### EXERCISE BRIEF
Recast the stretch from the line containing "Guideline: for each instance of the player's bent" through the end of the records as a Markdown table with the columns Row and Line, leaving out blank lines.

Records from a collection:
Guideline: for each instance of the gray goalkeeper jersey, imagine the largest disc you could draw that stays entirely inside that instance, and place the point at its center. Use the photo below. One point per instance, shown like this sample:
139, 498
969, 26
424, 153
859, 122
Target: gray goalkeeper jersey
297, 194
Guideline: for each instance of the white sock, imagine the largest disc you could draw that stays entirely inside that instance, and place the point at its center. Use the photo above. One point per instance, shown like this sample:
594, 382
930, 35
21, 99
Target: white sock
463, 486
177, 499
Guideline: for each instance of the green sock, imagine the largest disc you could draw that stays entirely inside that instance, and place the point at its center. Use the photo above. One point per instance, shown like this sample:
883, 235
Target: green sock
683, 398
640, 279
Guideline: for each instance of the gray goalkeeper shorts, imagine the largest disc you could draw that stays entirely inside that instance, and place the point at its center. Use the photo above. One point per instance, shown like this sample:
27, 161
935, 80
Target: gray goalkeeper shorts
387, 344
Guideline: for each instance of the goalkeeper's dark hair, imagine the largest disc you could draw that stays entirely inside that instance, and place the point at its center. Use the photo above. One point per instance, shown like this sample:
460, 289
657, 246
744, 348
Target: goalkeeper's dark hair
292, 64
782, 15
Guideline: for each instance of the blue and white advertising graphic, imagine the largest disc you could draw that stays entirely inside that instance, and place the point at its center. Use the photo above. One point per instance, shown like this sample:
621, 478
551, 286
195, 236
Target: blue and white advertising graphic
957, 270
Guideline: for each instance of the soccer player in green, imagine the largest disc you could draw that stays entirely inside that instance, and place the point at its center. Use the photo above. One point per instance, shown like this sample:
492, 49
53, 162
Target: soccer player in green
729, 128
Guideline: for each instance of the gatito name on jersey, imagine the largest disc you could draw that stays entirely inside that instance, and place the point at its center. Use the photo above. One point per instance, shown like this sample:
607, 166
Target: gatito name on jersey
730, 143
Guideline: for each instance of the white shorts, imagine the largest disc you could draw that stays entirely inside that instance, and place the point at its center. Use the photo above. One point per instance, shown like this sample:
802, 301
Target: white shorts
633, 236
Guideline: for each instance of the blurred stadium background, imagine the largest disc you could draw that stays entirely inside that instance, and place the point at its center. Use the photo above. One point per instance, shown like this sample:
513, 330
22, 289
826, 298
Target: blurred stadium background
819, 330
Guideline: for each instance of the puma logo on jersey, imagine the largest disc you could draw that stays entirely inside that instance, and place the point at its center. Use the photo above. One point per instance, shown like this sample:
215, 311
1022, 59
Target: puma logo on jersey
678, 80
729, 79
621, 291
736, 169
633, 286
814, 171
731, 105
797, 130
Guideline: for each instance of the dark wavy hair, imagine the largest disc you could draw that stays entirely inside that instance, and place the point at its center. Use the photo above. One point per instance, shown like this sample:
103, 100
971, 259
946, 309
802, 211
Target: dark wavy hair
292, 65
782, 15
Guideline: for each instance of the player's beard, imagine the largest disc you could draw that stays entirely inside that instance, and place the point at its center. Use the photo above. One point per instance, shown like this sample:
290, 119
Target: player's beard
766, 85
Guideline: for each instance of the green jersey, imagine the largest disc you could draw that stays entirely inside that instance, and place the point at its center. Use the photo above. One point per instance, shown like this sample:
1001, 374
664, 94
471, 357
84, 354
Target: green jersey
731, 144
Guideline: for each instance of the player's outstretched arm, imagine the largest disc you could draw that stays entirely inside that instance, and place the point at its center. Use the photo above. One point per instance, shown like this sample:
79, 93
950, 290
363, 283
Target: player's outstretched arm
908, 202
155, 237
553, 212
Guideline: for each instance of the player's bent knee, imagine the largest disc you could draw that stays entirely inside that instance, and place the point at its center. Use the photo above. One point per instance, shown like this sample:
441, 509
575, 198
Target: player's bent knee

### ANSWER IN FULL
| Row | Line |
|---|---|
| 1 | Guideline: for each instance of the player's bent knee, imagine the largest disc you could draw that stays entirely inside that instance, and place the point at its center. Use the photo above. One point per instance, shown like this sample: |
| 2 | 441, 509 |
| 3 | 575, 198 |
| 4 | Target: player's bent knee |